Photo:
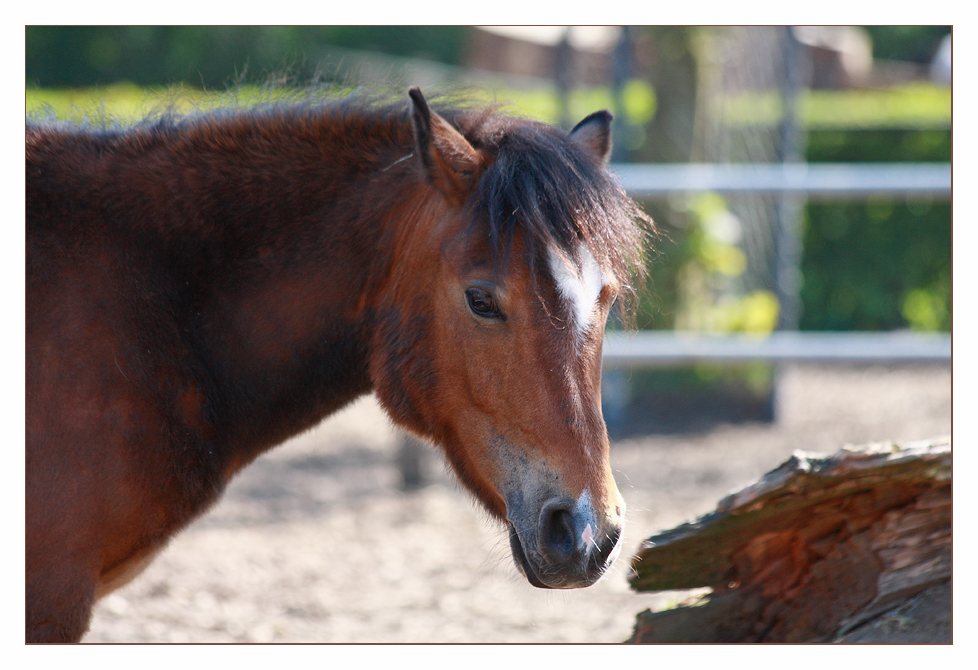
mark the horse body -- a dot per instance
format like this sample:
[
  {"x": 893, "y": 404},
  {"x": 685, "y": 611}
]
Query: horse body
[{"x": 199, "y": 291}]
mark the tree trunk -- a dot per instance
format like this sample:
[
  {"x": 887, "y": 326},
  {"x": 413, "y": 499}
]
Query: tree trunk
[{"x": 812, "y": 550}]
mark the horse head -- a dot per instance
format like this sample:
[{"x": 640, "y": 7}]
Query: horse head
[{"x": 490, "y": 330}]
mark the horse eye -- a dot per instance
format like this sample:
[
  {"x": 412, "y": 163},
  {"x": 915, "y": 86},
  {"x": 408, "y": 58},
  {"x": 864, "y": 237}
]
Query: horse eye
[{"x": 482, "y": 303}]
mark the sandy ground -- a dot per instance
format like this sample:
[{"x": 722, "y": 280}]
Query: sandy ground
[{"x": 316, "y": 542}]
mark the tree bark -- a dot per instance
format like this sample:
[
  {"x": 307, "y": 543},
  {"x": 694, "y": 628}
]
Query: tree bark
[{"x": 813, "y": 549}]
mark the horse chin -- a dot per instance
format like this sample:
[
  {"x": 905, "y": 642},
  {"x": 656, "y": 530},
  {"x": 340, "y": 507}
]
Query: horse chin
[{"x": 521, "y": 561}]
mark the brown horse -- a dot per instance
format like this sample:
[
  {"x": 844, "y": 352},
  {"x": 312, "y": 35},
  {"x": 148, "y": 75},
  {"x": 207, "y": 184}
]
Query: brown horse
[{"x": 201, "y": 289}]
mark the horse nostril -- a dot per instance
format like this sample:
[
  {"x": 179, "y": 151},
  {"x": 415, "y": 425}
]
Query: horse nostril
[{"x": 557, "y": 532}]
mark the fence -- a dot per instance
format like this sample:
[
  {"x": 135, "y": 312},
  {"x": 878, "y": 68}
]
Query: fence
[{"x": 823, "y": 181}]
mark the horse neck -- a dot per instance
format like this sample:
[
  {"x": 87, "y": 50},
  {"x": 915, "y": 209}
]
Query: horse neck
[{"x": 286, "y": 237}]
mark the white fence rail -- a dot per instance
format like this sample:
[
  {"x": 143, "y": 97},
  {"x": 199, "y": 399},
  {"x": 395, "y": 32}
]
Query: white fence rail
[
  {"x": 817, "y": 180},
  {"x": 651, "y": 349}
]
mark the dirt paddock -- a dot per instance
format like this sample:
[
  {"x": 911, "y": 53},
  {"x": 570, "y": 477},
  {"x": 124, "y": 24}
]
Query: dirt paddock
[{"x": 315, "y": 542}]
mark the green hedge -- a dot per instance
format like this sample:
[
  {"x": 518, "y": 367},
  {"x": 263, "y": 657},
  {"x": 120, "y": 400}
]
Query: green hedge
[{"x": 884, "y": 263}]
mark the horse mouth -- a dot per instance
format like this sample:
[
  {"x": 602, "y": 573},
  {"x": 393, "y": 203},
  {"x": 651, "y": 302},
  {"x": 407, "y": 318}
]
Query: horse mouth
[{"x": 521, "y": 560}]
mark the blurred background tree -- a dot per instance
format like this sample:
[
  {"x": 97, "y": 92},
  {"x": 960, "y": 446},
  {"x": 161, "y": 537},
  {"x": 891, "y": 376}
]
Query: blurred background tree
[{"x": 687, "y": 94}]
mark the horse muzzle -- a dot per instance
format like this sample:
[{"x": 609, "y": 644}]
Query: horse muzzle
[{"x": 567, "y": 547}]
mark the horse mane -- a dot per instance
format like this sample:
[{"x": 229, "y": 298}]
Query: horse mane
[
  {"x": 539, "y": 181},
  {"x": 547, "y": 186}
]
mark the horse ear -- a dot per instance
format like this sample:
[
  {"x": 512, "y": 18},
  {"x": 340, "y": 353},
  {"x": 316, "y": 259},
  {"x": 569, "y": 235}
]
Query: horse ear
[
  {"x": 450, "y": 161},
  {"x": 594, "y": 134}
]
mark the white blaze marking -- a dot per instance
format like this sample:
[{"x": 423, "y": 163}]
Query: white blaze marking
[{"x": 580, "y": 287}]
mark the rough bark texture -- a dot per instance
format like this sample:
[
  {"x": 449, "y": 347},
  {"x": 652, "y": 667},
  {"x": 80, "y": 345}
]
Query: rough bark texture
[{"x": 813, "y": 549}]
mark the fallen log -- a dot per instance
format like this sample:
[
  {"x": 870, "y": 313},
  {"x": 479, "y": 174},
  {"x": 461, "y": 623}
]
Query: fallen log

• EXERCISE:
Copy out all lines of the material containing the word "fallen".

• OUTPUT:
mark the fallen log -- a dot per instance
Query: fallen log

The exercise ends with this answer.